### Texte présenté
Pour les amies et les amis que j’aime tant à retrouver et lire durant ces nuits qui étrangement s’allongent…
En fait, comme quelques autres après cette année de confinements, faux confinements, reconfinements, j’ai un peu de mal à me tenir à une lecture suivie en ce moment et j’habite entouré non seulement de chats mais de piles de livres que mes chats se font un bonheur d’apprivoiser soit en se couchant contre elles soit en méditant longtemps la solution mathématique au crime prémédité: la faire choir de la façon la plus spectaculaire et surtout la plus bruyante.
Une pile de livres entamés ou à entamer est proche de mon lit, une autre du canapé, une sur le piano, une sur la table de cuisine. Parfois j’en oublie un momentanément sur une étagère du réfrigérateur: mes neurones sont en voyage mais mon frigo est grand, ça fait phrase pour méthode assimil, rire.

### Travail demandé
- a) Énumérez tous les endroits où se trouve une pile de livres d'après le texte sur les piles de livres.
- b) Recopiez mot pour mot le passage du texte sur les piles de livres qui va de « Une pile de » à « méthode assimil, rire. ».
- c) Selon le texte sur les piles de livres, à quel endroit un livre est-il parfois oublié momentanément ?

### Données extraites
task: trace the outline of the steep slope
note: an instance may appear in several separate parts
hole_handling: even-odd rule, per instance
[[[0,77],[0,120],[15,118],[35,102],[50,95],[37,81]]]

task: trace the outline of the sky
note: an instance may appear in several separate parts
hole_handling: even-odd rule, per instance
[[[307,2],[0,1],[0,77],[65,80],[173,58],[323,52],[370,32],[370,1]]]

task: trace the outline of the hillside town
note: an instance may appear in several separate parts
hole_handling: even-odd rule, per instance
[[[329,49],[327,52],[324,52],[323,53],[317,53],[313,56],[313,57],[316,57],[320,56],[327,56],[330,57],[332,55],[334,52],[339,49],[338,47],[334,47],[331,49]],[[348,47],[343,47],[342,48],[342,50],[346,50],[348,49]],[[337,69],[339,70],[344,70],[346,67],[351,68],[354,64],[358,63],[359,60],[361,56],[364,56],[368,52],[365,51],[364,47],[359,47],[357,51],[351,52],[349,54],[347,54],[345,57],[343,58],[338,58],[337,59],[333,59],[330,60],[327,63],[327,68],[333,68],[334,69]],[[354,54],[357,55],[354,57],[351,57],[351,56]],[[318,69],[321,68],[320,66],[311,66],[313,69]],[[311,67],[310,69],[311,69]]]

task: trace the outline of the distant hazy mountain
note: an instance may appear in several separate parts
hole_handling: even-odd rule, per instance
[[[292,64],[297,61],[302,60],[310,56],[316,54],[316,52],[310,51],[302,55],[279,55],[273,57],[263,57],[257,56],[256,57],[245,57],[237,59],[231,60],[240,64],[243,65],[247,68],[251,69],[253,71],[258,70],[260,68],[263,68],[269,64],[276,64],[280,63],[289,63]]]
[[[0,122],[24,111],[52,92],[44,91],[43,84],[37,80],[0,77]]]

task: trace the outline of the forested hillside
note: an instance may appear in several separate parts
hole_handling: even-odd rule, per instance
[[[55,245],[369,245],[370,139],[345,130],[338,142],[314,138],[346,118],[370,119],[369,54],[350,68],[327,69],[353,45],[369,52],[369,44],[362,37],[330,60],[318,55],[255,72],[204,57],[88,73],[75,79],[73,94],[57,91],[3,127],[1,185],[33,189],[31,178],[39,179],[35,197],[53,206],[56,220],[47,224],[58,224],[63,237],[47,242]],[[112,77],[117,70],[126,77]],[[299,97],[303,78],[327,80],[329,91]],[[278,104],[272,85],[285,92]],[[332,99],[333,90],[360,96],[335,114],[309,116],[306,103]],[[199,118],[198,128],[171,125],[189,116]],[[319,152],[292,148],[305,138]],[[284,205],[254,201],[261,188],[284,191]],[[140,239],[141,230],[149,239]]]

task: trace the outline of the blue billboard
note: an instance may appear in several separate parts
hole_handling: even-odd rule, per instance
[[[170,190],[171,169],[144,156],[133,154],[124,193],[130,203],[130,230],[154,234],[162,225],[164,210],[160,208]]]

### Réponses par tâche
- a) Près du lit, près du canapé, sur le piano et sur la table de cuisine.

- b)
Une pile de livres entamés ou à entamer est proche de mon lit, une autre du canapé, une sur le piano, une sur la table de cuisine. Parfois j’en oublie un momentanément sur une étagère du réfrigérateur: mes neurones sont en voyage mais mon frigo est grand, ça fait phrase pour méthode assimil, rire.

- c) Sur une étagère du réfrigérateur.